Stored items:
++++

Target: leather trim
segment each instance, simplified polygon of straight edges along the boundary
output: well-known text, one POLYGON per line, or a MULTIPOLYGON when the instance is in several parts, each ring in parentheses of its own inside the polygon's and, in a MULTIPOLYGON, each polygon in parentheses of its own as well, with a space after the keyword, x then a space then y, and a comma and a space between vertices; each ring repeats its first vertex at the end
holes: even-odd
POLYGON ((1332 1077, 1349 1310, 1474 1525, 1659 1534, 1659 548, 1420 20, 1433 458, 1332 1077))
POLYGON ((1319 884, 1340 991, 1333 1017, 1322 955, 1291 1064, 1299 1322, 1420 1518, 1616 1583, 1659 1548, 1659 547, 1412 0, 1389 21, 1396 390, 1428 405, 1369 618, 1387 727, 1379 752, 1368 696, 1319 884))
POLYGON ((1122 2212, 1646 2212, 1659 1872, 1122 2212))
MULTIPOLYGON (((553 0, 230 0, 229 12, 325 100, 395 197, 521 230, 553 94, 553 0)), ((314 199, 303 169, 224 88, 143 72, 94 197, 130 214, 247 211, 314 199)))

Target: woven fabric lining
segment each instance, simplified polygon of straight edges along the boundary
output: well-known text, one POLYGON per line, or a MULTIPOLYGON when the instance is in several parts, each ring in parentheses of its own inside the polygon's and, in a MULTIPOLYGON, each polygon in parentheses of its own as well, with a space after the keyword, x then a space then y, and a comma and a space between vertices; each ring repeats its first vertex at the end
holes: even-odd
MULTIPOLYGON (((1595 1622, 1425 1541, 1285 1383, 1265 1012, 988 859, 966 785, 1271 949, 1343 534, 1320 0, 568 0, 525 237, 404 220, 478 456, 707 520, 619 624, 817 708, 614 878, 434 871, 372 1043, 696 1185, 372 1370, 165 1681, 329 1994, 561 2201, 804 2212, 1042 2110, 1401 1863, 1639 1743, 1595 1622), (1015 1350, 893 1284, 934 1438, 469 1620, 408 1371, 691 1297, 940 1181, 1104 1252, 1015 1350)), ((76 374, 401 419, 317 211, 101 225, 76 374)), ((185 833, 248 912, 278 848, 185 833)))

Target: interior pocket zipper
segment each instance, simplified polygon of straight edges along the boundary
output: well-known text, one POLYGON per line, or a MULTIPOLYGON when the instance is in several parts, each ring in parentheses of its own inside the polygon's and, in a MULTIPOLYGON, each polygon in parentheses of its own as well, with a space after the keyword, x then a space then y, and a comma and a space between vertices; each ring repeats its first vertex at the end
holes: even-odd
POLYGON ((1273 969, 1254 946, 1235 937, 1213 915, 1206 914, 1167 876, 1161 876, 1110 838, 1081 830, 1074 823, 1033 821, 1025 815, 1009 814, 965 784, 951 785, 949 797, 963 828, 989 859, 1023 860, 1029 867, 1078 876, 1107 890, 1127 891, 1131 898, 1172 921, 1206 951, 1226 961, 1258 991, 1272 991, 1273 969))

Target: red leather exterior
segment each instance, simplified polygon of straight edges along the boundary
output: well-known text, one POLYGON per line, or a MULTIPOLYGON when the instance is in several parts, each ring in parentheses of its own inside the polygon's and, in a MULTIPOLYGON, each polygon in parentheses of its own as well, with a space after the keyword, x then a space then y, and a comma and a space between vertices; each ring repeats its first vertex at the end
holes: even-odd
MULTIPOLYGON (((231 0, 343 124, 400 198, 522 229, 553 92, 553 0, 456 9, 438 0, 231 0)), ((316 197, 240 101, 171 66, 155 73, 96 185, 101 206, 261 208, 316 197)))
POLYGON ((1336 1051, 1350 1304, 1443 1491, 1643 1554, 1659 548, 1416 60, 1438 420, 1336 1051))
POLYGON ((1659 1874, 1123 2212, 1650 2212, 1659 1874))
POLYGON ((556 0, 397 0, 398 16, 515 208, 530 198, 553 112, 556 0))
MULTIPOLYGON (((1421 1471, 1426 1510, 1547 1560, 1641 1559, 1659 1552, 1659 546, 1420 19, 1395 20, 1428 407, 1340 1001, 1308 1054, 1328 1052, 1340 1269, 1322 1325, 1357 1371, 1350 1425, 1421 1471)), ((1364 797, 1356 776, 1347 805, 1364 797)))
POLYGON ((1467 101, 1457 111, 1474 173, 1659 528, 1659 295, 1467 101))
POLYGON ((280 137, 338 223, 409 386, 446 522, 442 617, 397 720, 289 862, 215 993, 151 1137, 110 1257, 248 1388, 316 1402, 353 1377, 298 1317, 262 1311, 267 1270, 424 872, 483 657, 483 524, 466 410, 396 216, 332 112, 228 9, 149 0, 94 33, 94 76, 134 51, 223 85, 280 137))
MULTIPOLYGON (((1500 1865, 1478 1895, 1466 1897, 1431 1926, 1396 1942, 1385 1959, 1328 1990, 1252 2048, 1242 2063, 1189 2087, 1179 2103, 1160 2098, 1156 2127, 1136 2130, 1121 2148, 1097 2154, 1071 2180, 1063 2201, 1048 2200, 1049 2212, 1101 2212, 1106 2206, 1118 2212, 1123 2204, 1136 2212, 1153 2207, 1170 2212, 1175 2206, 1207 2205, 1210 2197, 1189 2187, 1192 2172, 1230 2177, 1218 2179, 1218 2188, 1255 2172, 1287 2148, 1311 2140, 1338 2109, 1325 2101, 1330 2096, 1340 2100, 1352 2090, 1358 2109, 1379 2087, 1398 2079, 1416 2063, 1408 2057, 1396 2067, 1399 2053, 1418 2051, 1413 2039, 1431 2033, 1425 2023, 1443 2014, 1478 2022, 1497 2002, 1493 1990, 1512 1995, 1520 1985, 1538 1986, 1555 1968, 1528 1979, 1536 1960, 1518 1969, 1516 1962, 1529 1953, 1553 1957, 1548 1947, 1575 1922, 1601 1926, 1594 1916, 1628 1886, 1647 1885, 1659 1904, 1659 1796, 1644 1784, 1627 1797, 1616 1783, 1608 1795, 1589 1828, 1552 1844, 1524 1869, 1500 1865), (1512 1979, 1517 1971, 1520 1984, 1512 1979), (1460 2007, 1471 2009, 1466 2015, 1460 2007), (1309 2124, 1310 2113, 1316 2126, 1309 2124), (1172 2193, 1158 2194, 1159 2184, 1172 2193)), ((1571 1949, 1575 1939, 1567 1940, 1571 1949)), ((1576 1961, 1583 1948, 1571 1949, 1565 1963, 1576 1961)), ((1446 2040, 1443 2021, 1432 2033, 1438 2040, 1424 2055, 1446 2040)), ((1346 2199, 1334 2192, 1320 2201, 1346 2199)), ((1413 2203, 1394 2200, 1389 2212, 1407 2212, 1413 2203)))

++++

■ ACTION ITEM
Give each line of the records above again, unchanged.

■ ANSWER TO THIS TASK
Target: leather trim
segment each instance, simplified polygon of straight edges along the boundary
output: well-known text, one POLYGON per line, or a MULTIPOLYGON when the instance is in several parts, each ring in parentheses of its own inside the polygon's and, in a MULTIPOLYGON, each polygon in parentheses of its own as well, with a space after the keyword, x then a space then y, and a comma and a space between vertices; each ring repeats its first vertex at the end
holes: even-odd
POLYGON ((1332 1077, 1349 1310, 1474 1525, 1659 1534, 1659 548, 1420 20, 1433 458, 1332 1077))
POLYGON ((1319 884, 1340 991, 1333 1017, 1322 955, 1291 1064, 1299 1322, 1420 1518, 1616 1583, 1659 1548, 1659 547, 1412 0, 1389 21, 1396 390, 1428 405, 1369 618, 1387 727, 1379 752, 1368 696, 1319 884))
POLYGON ((1122 2212, 1646 2212, 1659 1872, 1122 2212))
MULTIPOLYGON (((553 0, 230 0, 229 12, 325 100, 395 197, 521 230, 553 94, 553 0)), ((314 199, 303 169, 224 88, 143 72, 94 197, 130 214, 247 211, 314 199)))

Target: woven fabric lining
segment each instance, simplified polygon of straight edges along the boundary
output: well-known text, one POLYGON per line, or a MULTIPOLYGON when the instance is in several parts, each ring in parentheses of its own inside the polygon's and, in a MULTIPOLYGON, each polygon in parentheses of its own as well, with a space after the keyword, x then a space then y, and a comma and a space between vertices; each ring repeats its first vertex at the end
holes: even-odd
MULTIPOLYGON (((1595 1622, 1425 1541, 1285 1383, 1265 1012, 988 859, 966 785, 1271 949, 1343 534, 1320 0, 568 0, 525 237, 404 220, 478 456, 707 520, 619 624, 817 708, 614 878, 434 871, 372 1043, 696 1185, 372 1370, 165 1681, 329 1994, 561 2201, 804 2212, 1042 2110, 1401 1863, 1639 1743, 1595 1622), (1015 1350, 893 1284, 934 1438, 469 1620, 408 1371, 691 1297, 940 1181, 1104 1252, 1015 1350)), ((76 374, 401 419, 317 211, 101 225, 76 374)), ((185 833, 248 912, 278 848, 185 833)))

Target: interior pocket zipper
segment each instance, simplified polygon of straight edges along the boundary
output: well-known text, one POLYGON per line, or a MULTIPOLYGON when the instance is in several parts, each ring in parentheses of its own inside the polygon's and, in a MULTIPOLYGON, each polygon in parentheses of its own as well, with a space after the keyword, x then a space then y, and a comma and a space between vertices; each ring repeats its first vertex at the end
holes: even-odd
POLYGON ((1273 969, 1254 946, 1235 937, 1213 915, 1206 914, 1167 876, 1161 876, 1110 838, 1081 830, 1074 823, 1033 821, 1025 815, 1009 814, 965 784, 951 785, 949 797, 963 828, 989 859, 1023 860, 1029 867, 1078 876, 1107 890, 1127 891, 1131 898, 1172 921, 1206 951, 1226 961, 1258 991, 1272 991, 1273 969))

Target: red leather exterior
segment each instance, simplified polygon of straight edges along the boundary
output: well-known text, one POLYGON per line, or a MULTIPOLYGON when the instance is in several parts, each ring in parentheses of its own inside the polygon's and, in a MULTIPOLYGON, each polygon in parentheses of its own as well, with a space after the keyword, x then a space then y, and a comma and a space between vertices; each ring repeats its first vertex at the end
holes: even-odd
MULTIPOLYGON (((231 0, 343 124, 400 198, 522 229, 553 92, 553 0, 456 9, 438 0, 231 0)), ((316 197, 240 101, 171 66, 155 73, 96 185, 101 206, 261 208, 316 197)))
POLYGON ((1336 1051, 1350 1304, 1443 1491, 1643 1554, 1659 548, 1416 60, 1438 420, 1336 1051))
POLYGON ((1659 1874, 1123 2212, 1650 2212, 1659 1874))
POLYGON ((556 0, 397 0, 398 16, 515 208, 530 198, 553 112, 556 0))
MULTIPOLYGON (((1421 1471, 1426 1510, 1547 1560, 1641 1559, 1659 1552, 1659 546, 1420 19, 1395 20, 1428 407, 1340 1001, 1308 1054, 1328 1052, 1340 1269, 1322 1325, 1357 1371, 1350 1425, 1421 1471)), ((1364 797, 1356 776, 1347 805, 1364 797)))
POLYGON ((1467 101, 1457 111, 1474 173, 1659 528, 1659 295, 1467 101))
POLYGON ((280 137, 338 223, 409 386, 446 522, 442 617, 397 720, 289 862, 215 993, 151 1137, 110 1257, 248 1388, 316 1402, 353 1377, 298 1317, 262 1311, 267 1270, 424 872, 483 657, 483 524, 466 410, 396 216, 332 112, 228 9, 149 0, 94 33, 94 76, 134 51, 223 85, 280 137))
MULTIPOLYGON (((1500 1865, 1478 1895, 1466 1897, 1431 1926, 1396 1942, 1385 1959, 1328 1990, 1252 2048, 1242 2063, 1189 2087, 1179 2103, 1160 2098, 1156 2127, 1136 2130, 1121 2148, 1097 2154, 1071 2180, 1063 2201, 1048 2200, 1049 2212, 1101 2212, 1106 2206, 1118 2212, 1123 2204, 1136 2212, 1153 2207, 1170 2212, 1175 2206, 1207 2205, 1210 2197, 1189 2187, 1192 2172, 1230 2177, 1218 2179, 1218 2188, 1255 2172, 1287 2148, 1311 2140, 1338 2109, 1325 2101, 1330 2096, 1340 2100, 1352 2090, 1358 2109, 1379 2087, 1398 2079, 1416 2063, 1408 2057, 1396 2067, 1399 2053, 1418 2051, 1413 2039, 1431 2033, 1425 2023, 1443 2014, 1478 2022, 1497 2002, 1493 1990, 1512 1995, 1520 1985, 1538 1986, 1555 1968, 1528 1979, 1536 1960, 1518 1969, 1516 1962, 1529 1953, 1553 1957, 1548 1947, 1575 1922, 1601 1926, 1594 1916, 1628 1886, 1647 1885, 1659 1904, 1659 1796, 1644 1784, 1627 1797, 1616 1783, 1608 1795, 1589 1828, 1552 1844, 1524 1869, 1500 1865), (1512 1979, 1517 1971, 1520 1984, 1512 1979), (1460 2007, 1471 2009, 1466 2015, 1460 2007), (1309 2124, 1310 2113, 1316 2126, 1309 2124), (1172 2193, 1158 2194, 1159 2184, 1172 2193)), ((1571 1949, 1575 1939, 1567 1940, 1571 1949)), ((1576 1961, 1583 1948, 1571 1949, 1565 1963, 1576 1961)), ((1446 2040, 1443 2021, 1432 2033, 1438 2040, 1424 2055, 1446 2040)), ((1346 2199, 1334 2192, 1320 2201, 1346 2199)), ((1413 2203, 1394 2200, 1389 2212, 1407 2212, 1413 2203)))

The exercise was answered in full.